- **PROBLEM TO SOLVE**
List each line of the entries below that includes the string "give", copying the whole line. Case counts.

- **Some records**
----------

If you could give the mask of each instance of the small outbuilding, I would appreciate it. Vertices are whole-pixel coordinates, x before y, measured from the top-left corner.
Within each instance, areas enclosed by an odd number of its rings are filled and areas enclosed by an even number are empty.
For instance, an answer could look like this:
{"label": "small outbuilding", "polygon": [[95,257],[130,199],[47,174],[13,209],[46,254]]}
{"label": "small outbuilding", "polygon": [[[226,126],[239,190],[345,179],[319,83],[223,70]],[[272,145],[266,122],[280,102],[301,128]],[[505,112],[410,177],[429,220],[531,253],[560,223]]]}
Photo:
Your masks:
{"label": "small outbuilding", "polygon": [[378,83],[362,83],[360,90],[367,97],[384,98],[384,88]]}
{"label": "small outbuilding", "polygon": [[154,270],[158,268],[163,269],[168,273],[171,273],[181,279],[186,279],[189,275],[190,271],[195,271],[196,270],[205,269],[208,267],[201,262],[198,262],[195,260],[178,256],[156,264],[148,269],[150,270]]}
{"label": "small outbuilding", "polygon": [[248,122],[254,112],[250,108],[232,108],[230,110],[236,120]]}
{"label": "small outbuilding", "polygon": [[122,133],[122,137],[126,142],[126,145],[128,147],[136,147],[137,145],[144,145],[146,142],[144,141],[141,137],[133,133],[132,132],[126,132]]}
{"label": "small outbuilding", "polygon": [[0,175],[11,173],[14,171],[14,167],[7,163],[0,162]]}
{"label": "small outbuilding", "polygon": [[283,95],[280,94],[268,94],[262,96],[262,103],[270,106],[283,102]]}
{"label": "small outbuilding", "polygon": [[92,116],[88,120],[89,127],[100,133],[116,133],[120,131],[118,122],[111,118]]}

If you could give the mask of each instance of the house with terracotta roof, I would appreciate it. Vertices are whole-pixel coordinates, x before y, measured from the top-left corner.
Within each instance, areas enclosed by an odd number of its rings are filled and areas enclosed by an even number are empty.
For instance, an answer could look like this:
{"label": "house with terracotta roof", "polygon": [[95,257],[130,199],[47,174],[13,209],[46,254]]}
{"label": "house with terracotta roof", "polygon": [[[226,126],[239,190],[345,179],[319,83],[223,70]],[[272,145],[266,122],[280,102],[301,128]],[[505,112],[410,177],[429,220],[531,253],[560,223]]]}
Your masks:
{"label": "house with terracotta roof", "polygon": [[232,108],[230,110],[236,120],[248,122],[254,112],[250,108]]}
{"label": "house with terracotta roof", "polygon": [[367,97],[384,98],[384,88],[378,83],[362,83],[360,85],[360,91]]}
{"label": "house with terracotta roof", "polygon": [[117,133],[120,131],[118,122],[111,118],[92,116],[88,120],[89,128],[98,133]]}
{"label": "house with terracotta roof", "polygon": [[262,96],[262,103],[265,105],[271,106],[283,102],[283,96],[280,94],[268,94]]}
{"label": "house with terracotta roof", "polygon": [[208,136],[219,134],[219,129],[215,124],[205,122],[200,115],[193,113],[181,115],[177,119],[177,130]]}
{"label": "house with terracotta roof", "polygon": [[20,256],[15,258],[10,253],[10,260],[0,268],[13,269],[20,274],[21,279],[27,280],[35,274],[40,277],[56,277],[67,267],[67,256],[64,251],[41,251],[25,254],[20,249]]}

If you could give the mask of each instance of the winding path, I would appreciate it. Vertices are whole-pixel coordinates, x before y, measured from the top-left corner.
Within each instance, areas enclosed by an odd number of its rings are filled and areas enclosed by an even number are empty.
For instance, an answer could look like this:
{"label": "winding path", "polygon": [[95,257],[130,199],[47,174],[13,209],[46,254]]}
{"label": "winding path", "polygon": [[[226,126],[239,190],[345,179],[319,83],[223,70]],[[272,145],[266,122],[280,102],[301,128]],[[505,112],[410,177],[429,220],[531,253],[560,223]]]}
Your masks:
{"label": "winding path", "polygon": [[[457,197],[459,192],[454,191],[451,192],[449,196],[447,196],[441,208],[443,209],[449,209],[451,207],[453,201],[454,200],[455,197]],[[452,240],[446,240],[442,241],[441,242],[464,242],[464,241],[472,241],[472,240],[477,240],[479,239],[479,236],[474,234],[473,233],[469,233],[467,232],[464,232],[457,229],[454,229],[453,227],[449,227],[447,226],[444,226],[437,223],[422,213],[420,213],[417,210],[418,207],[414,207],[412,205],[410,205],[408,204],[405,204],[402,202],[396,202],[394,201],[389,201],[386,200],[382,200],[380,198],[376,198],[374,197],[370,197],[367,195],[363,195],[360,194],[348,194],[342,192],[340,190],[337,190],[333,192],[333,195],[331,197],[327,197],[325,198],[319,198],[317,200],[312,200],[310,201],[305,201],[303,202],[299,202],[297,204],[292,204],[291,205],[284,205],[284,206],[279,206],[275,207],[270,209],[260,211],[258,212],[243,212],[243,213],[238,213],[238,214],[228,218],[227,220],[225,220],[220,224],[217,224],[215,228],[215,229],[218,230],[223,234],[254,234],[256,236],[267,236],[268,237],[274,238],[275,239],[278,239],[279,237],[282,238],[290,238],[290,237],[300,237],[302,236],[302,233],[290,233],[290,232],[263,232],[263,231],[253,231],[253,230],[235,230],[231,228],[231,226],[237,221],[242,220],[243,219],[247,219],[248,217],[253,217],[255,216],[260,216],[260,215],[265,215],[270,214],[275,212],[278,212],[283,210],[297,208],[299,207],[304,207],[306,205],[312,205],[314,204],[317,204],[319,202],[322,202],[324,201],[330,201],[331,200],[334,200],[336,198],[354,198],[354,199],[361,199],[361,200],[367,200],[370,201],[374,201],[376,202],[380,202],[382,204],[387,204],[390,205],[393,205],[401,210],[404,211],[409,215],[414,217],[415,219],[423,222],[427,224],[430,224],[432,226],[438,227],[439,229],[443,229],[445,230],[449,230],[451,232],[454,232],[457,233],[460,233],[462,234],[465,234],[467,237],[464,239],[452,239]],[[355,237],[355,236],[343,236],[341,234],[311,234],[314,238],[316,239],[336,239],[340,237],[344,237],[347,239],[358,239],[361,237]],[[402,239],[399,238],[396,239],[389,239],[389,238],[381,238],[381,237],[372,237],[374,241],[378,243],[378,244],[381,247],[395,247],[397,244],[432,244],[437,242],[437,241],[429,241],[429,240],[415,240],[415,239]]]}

----------

- **EXERCISE SOLUTION**
If you could give the mask of each instance of the small outbuilding, I would appreciate it. Vertices are whole-pixel coordinates, x before y, measured from the top-left corner.
If you could give the mask of each instance of the house with terracotta roof, I would appreciate it. Vertices are whole-pixel coordinates, x before y, measured from the top-left corner.
If you could give the mask of each instance of the winding path, I would appreciate it. Vertices are whole-pixel coordinates, x before y, measured from the top-left corner.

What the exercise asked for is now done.